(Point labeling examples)
——————

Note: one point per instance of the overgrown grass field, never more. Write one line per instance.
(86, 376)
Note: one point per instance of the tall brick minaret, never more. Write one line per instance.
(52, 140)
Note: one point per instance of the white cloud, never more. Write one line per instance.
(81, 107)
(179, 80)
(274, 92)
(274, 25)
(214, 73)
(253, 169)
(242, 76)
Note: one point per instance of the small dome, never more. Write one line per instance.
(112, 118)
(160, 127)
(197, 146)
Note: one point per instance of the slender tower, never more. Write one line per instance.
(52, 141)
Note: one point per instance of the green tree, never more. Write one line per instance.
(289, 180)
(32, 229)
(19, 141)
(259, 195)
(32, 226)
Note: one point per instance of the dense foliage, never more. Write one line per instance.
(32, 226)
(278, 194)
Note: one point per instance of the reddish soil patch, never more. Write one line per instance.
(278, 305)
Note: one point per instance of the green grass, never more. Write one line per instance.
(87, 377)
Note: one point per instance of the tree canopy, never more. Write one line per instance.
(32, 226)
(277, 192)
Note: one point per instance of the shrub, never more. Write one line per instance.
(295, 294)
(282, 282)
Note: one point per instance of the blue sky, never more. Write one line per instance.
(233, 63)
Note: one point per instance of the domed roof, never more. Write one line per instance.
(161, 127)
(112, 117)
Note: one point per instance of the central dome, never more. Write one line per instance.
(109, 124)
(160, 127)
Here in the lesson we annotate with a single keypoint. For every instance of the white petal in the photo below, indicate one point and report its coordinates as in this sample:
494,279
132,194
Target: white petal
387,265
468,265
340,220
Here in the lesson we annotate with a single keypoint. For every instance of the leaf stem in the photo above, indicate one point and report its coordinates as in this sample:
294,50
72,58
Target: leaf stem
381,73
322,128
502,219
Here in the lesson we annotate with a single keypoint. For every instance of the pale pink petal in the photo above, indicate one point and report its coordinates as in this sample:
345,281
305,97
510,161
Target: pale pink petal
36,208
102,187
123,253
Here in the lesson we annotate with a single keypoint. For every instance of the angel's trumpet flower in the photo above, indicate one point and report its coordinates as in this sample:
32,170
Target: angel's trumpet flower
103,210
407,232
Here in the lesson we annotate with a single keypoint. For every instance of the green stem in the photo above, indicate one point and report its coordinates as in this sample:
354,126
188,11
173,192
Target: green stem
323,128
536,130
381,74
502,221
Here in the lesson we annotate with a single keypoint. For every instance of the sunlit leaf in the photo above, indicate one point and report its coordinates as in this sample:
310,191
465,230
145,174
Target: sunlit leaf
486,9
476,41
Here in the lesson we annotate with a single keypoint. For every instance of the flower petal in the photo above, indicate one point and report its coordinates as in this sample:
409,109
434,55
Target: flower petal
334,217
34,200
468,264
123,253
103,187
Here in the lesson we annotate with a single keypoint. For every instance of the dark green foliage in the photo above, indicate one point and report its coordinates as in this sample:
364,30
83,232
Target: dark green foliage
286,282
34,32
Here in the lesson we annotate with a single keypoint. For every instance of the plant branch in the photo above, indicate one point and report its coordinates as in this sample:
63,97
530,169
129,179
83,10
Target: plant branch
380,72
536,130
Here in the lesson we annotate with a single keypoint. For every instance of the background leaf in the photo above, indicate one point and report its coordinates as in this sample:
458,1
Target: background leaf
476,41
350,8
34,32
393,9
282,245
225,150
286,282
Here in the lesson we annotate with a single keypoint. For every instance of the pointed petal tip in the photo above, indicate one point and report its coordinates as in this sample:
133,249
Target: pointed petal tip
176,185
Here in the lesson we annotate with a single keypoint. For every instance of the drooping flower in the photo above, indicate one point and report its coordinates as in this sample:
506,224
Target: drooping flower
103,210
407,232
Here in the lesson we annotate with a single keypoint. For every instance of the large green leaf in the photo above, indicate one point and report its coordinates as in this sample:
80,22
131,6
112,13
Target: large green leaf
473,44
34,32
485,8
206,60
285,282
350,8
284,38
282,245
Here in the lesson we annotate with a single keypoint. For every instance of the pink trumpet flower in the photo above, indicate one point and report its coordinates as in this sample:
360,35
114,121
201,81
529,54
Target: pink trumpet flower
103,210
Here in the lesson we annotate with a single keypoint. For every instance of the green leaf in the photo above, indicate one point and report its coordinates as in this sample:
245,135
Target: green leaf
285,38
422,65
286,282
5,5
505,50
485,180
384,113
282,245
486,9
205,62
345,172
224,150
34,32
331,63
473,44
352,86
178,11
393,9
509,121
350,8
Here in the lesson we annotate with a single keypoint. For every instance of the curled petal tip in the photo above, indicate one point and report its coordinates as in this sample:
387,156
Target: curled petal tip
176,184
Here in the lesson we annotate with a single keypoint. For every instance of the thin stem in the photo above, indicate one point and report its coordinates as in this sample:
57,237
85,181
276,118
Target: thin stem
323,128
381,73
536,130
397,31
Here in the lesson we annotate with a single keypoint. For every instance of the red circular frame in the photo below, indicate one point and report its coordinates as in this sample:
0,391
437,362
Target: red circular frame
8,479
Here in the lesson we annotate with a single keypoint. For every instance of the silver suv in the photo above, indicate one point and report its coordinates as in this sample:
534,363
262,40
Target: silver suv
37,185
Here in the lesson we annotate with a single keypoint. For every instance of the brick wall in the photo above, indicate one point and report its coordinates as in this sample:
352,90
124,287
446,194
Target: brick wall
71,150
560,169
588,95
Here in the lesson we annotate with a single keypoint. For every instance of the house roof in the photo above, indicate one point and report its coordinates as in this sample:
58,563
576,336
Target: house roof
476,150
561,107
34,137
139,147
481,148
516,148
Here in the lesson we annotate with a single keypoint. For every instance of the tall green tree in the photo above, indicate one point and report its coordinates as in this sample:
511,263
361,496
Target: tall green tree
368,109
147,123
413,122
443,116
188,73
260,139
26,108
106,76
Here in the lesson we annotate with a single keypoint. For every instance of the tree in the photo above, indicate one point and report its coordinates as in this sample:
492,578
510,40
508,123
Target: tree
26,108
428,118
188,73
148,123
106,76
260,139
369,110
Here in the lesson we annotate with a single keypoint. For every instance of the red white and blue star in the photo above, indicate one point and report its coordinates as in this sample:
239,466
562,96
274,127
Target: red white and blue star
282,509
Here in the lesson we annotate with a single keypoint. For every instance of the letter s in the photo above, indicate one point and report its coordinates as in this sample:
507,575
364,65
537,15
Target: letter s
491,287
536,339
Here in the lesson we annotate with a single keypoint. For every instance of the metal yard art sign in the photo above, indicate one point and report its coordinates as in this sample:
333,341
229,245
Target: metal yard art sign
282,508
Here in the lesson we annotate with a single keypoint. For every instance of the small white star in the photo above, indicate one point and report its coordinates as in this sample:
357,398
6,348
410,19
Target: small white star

——————

Give every line of the material above as a Markdown table with the columns "Row" and "Line". Put a running row number in the first column and leave out blank lines.

| Row | Line |
|---|---|
| 1 | Note: one point per instance of the overgrown grass field, never more. Write one line per instance. |
| 2 | (86, 376) |
| 3 | Note: one point per instance of the tall brick minaret, never more. Write one line per instance. |
| 4 | (52, 140) |
| 5 | Note: one point per instance of the white cloud, never more. Write one line per instance. |
| 6 | (81, 107) |
| 7 | (179, 80) |
| 8 | (274, 92) |
| 9 | (274, 25) |
| 10 | (214, 73) |
| 11 | (253, 169) |
| 12 | (242, 76) |
| 13 | Note: one point per instance of the small dome, never more. Write one line per instance. |
| 14 | (112, 118) |
| 15 | (160, 127) |
| 16 | (197, 146) |
| 17 | Note: one point per instance of the slender tower, never more. Write one line per instance. |
| 18 | (52, 141) |
| 19 | Note: one point per instance of the green tree, never more. Write one line per instance. |
| 20 | (289, 180) |
| 21 | (32, 229) |
| 22 | (19, 141) |
| 23 | (259, 195) |
| 24 | (32, 226) |
| 25 | Note: one point per instance of the dense foliage, never more. Write one line per instance. |
| 26 | (32, 226) |
| 27 | (278, 194) |
| 28 | Note: one point per instance of the reddish soil patch, never more. Write one line per instance. |
| 29 | (278, 305) |
| 30 | Note: one point per instance of the green grass, never more. Write one line per instance. |
| 31 | (87, 377) |
| 32 | Note: one point per instance of the tree canopy, never more. Write one line per instance. |
| 33 | (32, 226) |
| 34 | (277, 192) |
| 35 | Note: one point per instance of the shrub, never more. Write one line per instance. |
| 36 | (295, 294) |
| 37 | (282, 282) |
| 38 | Note: one point per instance of the blue sky, never more. Write one line per instance. |
| 39 | (233, 63) |
| 40 | Note: one point per instance of the domed roof, never more. Write one line per instance. |
| 41 | (161, 127) |
| 42 | (112, 117) |
| 43 | Note: one point per instance of the central dome, never more. Write one line per instance. |
| 44 | (109, 124) |
| 45 | (160, 127) |
| 46 | Here in the lesson we annotate with a single keypoint. For every instance of the white petal in the photo below, indicate one point and report its coordinates as in this sample: |
| 47 | 494,279 |
| 48 | 132,194 |
| 49 | Target: white petal |
| 50 | 387,265 |
| 51 | 468,265 |
| 52 | 340,220 |
| 53 | Here in the lesson we annotate with a single keypoint. For every instance of the leaf stem in the photo above, indicate one point and report its coordinates as in this sample: |
| 54 | 294,50 |
| 55 | 72,58 |
| 56 | Target: leaf stem |
| 57 | 381,73 |
| 58 | 322,128 |
| 59 | 502,219 |
| 60 | Here in the lesson we annotate with a single keypoint. For every instance of the pale pink petal in the photo above, indicate one point and report its coordinates as in this sample: |
| 61 | 345,281 |
| 62 | 305,97 |
| 63 | 510,161 |
| 64 | Target: pale pink petal |
| 65 | 36,208 |
| 66 | 102,187 |
| 67 | 123,253 |
| 68 | Here in the lesson we annotate with a single keypoint. For every instance of the angel's trumpet flower in the photo above, indicate one point and report its coordinates as in this sample: |
| 69 | 32,170 |
| 70 | Target: angel's trumpet flower |
| 71 | 103,210 |
| 72 | 407,232 |
| 73 | Here in the lesson we annotate with a single keypoint. For every instance of the green stem in the photo above, indicate one point and report its coordinates as in this sample: |
| 74 | 354,126 |
| 75 | 188,11 |
| 76 | 173,192 |
| 77 | Target: green stem |
| 78 | 323,128 |
| 79 | 536,130 |
| 80 | 381,74 |
| 81 | 502,221 |
| 82 | Here in the lesson we annotate with a single keypoint. For every instance of the sunlit leaf in the photo above, indicate one point and report its coordinates as in this sample: |
| 83 | 310,191 |
| 84 | 465,230 |
| 85 | 145,174 |
| 86 | Target: sunlit leaf |
| 87 | 486,9 |
| 88 | 476,41 |
| 89 | Here in the lesson we annotate with a single keypoint. For every instance of the flower petal in the photo above, indicate one point and report its coordinates as in this sample: |
| 90 | 409,109 |
| 91 | 434,55 |
| 92 | Target: flower petal |
| 93 | 334,217 |
| 94 | 34,200 |
| 95 | 468,264 |
| 96 | 123,253 |
| 97 | 103,187 |
| 98 | Here in the lesson we annotate with a single keypoint. For every instance of the dark green foliage in the photo above, indicate one point and report its coordinates as in this sample: |
| 99 | 364,30 |
| 100 | 83,232 |
| 101 | Target: dark green foliage |
| 102 | 286,282 |
| 103 | 34,32 |
| 104 | Here in the lesson we annotate with a single keypoint. For every instance of the plant branch in the photo above, indicate one point and report its coordinates as in this sample: |
| 105 | 63,97 |
| 106 | 530,169 |
| 107 | 129,179 |
| 108 | 83,10 |
| 109 | Target: plant branch |
| 110 | 380,72 |
| 111 | 536,130 |
| 112 | Here in the lesson we annotate with a single keypoint. For every instance of the background leaf in the photo above, indicate one point and report its coordinates as in this sample: |
| 113 | 458,1 |
| 114 | Target: background leaf |
| 115 | 476,41 |
| 116 | 350,8 |
| 117 | 34,32 |
| 118 | 393,9 |
| 119 | 282,245 |
| 120 | 225,150 |
| 121 | 286,282 |
| 122 | Here in the lesson we annotate with a single keypoint. For every instance of the pointed petal tip in the photo above, indicate one point and report its coordinates as in this sample: |
| 123 | 133,249 |
| 124 | Target: pointed petal tip |
| 125 | 176,185 |
| 126 | Here in the lesson we annotate with a single keypoint. For every instance of the drooping flower in the photo above, indicate one point and report its coordinates as in this sample: |
| 127 | 506,224 |
| 128 | Target: drooping flower |
| 129 | 103,210 |
| 130 | 407,232 |
| 131 | Here in the lesson we annotate with a single keypoint. For every instance of the large green leaf in the photo above, indicate one point and report its coordinates as in this sample: |
| 132 | 80,22 |
| 133 | 131,6 |
| 134 | 112,13 |
| 135 | Target: large green leaf |
| 136 | 473,44 |
| 137 | 34,32 |
| 138 | 485,8 |
| 139 | 206,60 |
| 140 | 285,282 |
| 141 | 350,8 |
| 142 | 284,38 |
| 143 | 282,245 |
| 144 | Here in the lesson we annotate with a single keypoint. For every instance of the pink trumpet flower in the photo above, indicate one point and report its coordinates as in this sample: |
| 145 | 360,35 |
| 146 | 114,121 |
| 147 | 201,81 |
| 148 | 529,54 |
| 149 | Target: pink trumpet flower |
| 150 | 103,210 |
| 151 | Here in the lesson we annotate with a single keypoint. For every instance of the green leaf in the photo above, indicate one point and report its coordinates as in this sample: |
| 152 | 245,135 |
| 153 | Target: green leaf |
| 154 | 285,38 |
| 155 | 422,65 |
| 156 | 286,282 |
| 157 | 5,5 |
| 158 | 505,50 |
| 159 | 485,180 |
| 160 | 384,113 |
| 161 | 282,245 |
| 162 | 486,9 |
| 163 | 205,62 |
| 164 | 345,172 |
| 165 | 224,150 |
| 166 | 34,32 |
| 167 | 331,63 |
| 168 | 473,44 |
| 169 | 352,86 |
| 170 | 178,11 |
| 171 | 393,9 |
| 172 | 509,121 |
| 173 | 350,8 |
| 174 | Here in the lesson we annotate with a single keypoint. For every instance of the curled petal tip in the photo above, indicate one point and report its coordinates as in this sample: |
| 175 | 387,156 |
| 176 | Target: curled petal tip |
| 177 | 176,184 |
| 178 | Here in the lesson we annotate with a single keypoint. For every instance of the thin stem in the photo above, indicate one point and report its coordinates as in this sample: |
| 179 | 57,237 |
| 180 | 85,181 |
| 181 | 276,118 |
| 182 | Target: thin stem |
| 183 | 323,128 |
| 184 | 381,73 |
| 185 | 536,130 |
| 186 | 397,31 |
| 187 | Here in the lesson we annotate with a single keypoint. For every instance of the red circular frame in the photo below, indicate one point and report its coordinates as in this sample: |
| 188 | 0,391 |
| 189 | 437,362 |
| 190 | Target: red circular frame |
| 191 | 8,479 |
| 192 | Here in the lesson we annotate with a single keypoint. For every instance of the silver suv in the photo above, indicate one point and report its coordinates as in this sample: |
| 193 | 534,363 |
| 194 | 262,40 |
| 195 | Target: silver suv |
| 196 | 37,185 |
| 197 | Here in the lesson we annotate with a single keypoint. For every instance of the brick wall in the photo above, indicate one point and report its coordinates as in this sample: |
| 198 | 352,90 |
| 199 | 124,287 |
| 200 | 446,194 |
| 201 | Target: brick wall |
| 202 | 71,150 |
| 203 | 560,169 |
| 204 | 588,95 |
| 205 | Here in the lesson we annotate with a single keypoint. For every instance of the house roof in the photo above, indicate one point and report its coordinates as in this sample: |
| 206 | 58,563 |
| 207 | 576,336 |
| 208 | Target: house roof |
| 209 | 476,150 |
| 210 | 561,107 |
| 211 | 34,137 |
| 212 | 139,147 |
| 213 | 481,148 |
| 214 | 516,148 |
| 215 | Here in the lesson we annotate with a single keypoint. For every instance of the tall green tree in the photo above, indicate one point and report its coordinates as in this sample: |
| 216 | 511,263 |
| 217 | 361,496 |
| 218 | Target: tall green tree |
| 219 | 368,109 |
| 220 | 147,123 |
| 221 | 413,122 |
| 222 | 443,116 |
| 223 | 188,73 |
| 224 | 260,139 |
| 225 | 26,108 |
| 226 | 106,76 |
| 227 | Here in the lesson we annotate with a single keypoint. For every instance of the tree in the photo above, indicate one point and report its coordinates as in this sample: |
| 228 | 492,578 |
| 229 | 510,40 |
| 230 | 508,123 |
| 231 | Target: tree |
| 232 | 26,108 |
| 233 | 428,118 |
| 234 | 188,73 |
| 235 | 148,123 |
| 236 | 106,76 |
| 237 | 260,139 |
| 238 | 369,110 |
| 239 | Here in the lesson we annotate with a single keypoint. For every instance of the red white and blue star in the photo above, indicate one point and report its coordinates as in this sample: |
| 240 | 239,466 |
| 241 | 562,96 |
| 242 | 274,127 |
| 243 | Target: red white and blue star |
| 244 | 282,509 |
| 245 | Here in the lesson we annotate with a single keypoint. For every instance of the letter s in the photo above, indicate one point and report its coordinates as in this sample: |
| 246 | 507,575 |
| 247 | 364,65 |
| 248 | 537,15 |
| 249 | Target: letter s |
| 250 | 491,287 |
| 251 | 536,339 |
| 252 | Here in the lesson we annotate with a single keypoint. For every instance of the metal yard art sign in the photo above, indicate one point and report its coordinates as in this sample: |
| 253 | 333,341 |
| 254 | 229,245 |
| 255 | Target: metal yard art sign |
| 256 | 282,508 |
| 257 | Here in the lesson we annotate with a single keypoint. For every instance of the small white star in the photo above, indicate one point and report its coordinates as in this sample: |
| 258 | 357,398 |
| 259 | 6,348 |
| 260 | 410,19 |
| 261 | Target: small white star |